> [Study text]
┏━━

Skip to content

lmjakt/intron_size_evo_2

Repository files navigation

Source and data files used to analyse vertebrate intron size evolution (ws2)

This repository contains a set of source code and data files used to analyse how intron sizes have evolved during vertebrate evolution.

The source and data files are present throughout the directories, but are described in two separate lists below. Many of the data files used as input and listed below were created within a separate directory structure on a different computer (ws1).

Source files

Project specific source code

  • R/

    • functions.R
      General plotting and data transformation functions. Somewhat redundant with those in R_common_funnctions/ (see below).
  • R_172_genomes/

    • R_172_genomes.R
      Initial analysis of intron size changes across the vertebrates. Was used to create the intron orthology and Kimura two factor distances used for phylogenetic data. All processed transcript alignments were called from this file.

    The analyses were based on sequence and exon coordinates defined in analyses on ws1 in R_i72_genomes.R and family_members/

  • R_basic_stats/

    • basic_stats.R
      Statistics and plots based on all introns in all species without consideration of orthology.
  • R_common_functions/

    • functions.R
      Primarily database access functions, but also some general plotting functions.
    • src/
      Compiled functions for extracting sequence masks from tabular blast data.

┗━━

> [Study material]
┏━━

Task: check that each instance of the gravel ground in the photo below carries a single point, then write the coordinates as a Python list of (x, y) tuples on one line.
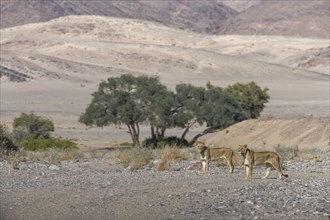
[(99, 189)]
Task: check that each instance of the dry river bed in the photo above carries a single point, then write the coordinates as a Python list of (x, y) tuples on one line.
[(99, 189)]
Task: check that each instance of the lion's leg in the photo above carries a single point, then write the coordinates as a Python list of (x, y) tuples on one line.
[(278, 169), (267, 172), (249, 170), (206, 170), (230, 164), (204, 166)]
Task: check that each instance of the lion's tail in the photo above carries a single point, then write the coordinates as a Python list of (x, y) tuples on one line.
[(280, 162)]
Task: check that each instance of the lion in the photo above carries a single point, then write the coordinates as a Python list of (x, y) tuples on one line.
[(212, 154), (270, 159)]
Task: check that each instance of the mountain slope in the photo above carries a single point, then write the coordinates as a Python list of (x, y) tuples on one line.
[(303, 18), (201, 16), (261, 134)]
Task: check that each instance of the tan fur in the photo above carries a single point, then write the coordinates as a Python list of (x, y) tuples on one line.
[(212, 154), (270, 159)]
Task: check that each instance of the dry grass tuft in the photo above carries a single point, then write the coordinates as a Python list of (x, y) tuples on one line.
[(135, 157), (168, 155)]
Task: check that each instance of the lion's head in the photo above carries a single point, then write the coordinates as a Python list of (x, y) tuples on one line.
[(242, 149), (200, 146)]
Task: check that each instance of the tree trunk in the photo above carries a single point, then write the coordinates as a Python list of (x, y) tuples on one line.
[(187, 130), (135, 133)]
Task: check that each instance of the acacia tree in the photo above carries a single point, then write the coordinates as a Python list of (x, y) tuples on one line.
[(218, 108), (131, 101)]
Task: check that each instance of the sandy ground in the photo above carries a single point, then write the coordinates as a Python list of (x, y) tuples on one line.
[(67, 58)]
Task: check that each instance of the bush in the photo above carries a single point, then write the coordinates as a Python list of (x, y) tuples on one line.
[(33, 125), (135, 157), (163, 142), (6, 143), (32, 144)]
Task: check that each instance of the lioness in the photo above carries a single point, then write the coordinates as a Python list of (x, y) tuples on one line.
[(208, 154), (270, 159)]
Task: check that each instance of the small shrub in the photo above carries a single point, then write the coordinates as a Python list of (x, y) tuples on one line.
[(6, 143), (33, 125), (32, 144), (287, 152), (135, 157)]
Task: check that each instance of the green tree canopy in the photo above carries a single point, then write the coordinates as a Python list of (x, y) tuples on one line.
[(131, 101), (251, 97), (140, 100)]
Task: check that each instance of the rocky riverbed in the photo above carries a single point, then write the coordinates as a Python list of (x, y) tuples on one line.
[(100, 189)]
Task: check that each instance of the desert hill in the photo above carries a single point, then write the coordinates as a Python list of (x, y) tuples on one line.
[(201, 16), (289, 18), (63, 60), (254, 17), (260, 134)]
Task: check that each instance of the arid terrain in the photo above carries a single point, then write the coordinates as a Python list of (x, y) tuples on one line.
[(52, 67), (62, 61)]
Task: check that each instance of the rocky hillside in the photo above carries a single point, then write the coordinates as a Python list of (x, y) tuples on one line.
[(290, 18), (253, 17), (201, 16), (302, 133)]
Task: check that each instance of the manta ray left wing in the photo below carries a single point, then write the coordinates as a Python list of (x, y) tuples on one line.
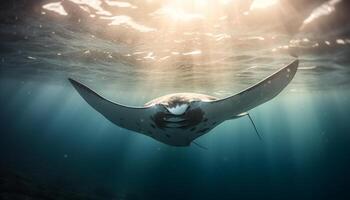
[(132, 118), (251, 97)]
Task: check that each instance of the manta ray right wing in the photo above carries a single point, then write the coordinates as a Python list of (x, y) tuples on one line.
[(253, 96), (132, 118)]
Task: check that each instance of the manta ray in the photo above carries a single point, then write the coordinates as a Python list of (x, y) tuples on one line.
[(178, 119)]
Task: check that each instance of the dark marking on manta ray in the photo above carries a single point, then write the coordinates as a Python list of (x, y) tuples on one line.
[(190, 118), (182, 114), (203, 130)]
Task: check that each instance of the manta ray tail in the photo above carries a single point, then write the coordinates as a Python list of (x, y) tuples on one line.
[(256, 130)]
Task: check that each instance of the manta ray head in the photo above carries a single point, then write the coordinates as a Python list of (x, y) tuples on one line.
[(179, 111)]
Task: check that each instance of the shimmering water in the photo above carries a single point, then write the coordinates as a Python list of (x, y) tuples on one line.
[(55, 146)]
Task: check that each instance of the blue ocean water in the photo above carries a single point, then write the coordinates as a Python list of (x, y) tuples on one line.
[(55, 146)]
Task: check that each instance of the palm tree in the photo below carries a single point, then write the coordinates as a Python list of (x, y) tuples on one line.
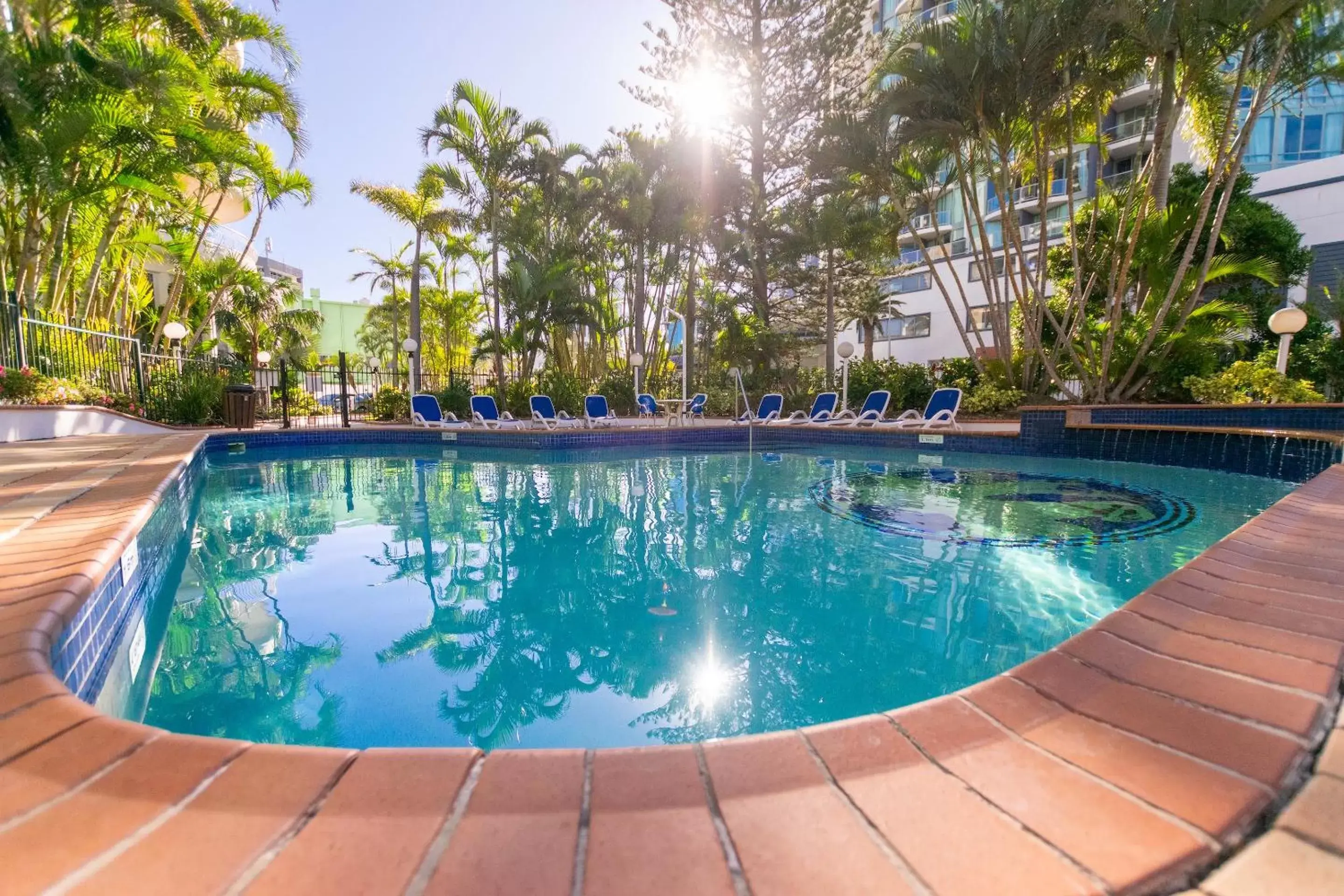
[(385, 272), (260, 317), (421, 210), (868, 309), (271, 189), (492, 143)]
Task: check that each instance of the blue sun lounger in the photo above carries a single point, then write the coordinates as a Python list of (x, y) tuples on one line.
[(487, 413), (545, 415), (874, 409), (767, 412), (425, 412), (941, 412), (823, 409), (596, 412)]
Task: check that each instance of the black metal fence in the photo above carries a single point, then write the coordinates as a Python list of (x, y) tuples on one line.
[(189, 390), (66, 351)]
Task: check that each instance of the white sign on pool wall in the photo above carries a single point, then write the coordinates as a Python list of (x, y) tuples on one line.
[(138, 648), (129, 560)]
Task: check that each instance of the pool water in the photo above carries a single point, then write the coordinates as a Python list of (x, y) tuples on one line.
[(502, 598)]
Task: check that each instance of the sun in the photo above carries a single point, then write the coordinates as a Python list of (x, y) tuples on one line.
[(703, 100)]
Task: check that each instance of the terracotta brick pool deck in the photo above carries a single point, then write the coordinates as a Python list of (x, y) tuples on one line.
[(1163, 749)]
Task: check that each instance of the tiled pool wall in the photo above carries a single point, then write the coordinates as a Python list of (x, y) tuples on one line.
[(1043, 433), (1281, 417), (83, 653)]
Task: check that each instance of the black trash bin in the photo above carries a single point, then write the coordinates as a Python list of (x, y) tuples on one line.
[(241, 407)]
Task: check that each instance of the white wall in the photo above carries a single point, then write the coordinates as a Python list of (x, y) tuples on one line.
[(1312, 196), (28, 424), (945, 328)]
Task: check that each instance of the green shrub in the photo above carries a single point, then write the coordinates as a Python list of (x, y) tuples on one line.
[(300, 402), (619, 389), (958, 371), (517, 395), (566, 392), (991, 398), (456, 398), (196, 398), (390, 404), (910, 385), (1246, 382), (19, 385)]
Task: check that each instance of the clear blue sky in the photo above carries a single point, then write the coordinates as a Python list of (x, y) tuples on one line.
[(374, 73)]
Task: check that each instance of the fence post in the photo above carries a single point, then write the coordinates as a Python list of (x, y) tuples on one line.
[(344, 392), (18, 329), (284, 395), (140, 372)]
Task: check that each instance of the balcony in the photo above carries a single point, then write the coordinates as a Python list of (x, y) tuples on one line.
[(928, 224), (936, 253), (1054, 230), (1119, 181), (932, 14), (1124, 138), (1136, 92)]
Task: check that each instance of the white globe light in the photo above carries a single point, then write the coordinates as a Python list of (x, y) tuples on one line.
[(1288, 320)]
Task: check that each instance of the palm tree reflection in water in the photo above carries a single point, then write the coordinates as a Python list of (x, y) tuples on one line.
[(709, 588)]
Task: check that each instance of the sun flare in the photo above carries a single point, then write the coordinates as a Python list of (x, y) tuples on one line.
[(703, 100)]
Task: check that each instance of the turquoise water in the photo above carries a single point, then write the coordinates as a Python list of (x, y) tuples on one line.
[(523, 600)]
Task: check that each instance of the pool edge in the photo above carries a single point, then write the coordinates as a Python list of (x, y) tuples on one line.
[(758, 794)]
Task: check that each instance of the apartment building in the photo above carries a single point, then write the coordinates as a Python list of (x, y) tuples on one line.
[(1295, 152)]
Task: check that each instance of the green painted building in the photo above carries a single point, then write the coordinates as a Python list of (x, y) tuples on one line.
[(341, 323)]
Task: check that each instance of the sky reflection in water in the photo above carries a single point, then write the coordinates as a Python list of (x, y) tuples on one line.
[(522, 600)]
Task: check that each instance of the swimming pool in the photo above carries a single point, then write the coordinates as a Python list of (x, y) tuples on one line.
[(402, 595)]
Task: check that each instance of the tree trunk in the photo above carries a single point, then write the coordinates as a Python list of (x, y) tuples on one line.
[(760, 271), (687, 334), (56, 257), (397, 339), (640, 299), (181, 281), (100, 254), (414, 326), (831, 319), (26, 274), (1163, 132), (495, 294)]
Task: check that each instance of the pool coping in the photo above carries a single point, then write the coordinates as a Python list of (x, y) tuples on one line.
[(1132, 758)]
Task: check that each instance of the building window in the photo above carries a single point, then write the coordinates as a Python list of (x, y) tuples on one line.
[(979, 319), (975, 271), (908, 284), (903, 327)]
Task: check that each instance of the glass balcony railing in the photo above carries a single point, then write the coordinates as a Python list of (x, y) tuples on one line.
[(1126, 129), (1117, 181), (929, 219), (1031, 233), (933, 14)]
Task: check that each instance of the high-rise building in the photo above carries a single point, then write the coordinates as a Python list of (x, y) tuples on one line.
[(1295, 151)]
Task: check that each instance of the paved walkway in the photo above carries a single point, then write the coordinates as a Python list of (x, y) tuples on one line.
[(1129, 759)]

┗━━

> [Task requirements]
[A] Copy the part of the repository description that opens with the words containing "Project specific source" and closes with "R_common_funnctions/ (see below).".
[B] According to the repository description, what do the compiled functions in src/ extract, and from what data?
None of the entries matter for these tasks.

> [Problem solutions]
[A]
Project specific source code

  • R/

    • functions.R
      General plotting and data transformation functions. Somewhat redundant with those in R_common_funnctions/ (see below).

[B] Sequence masks, from tabular blast data.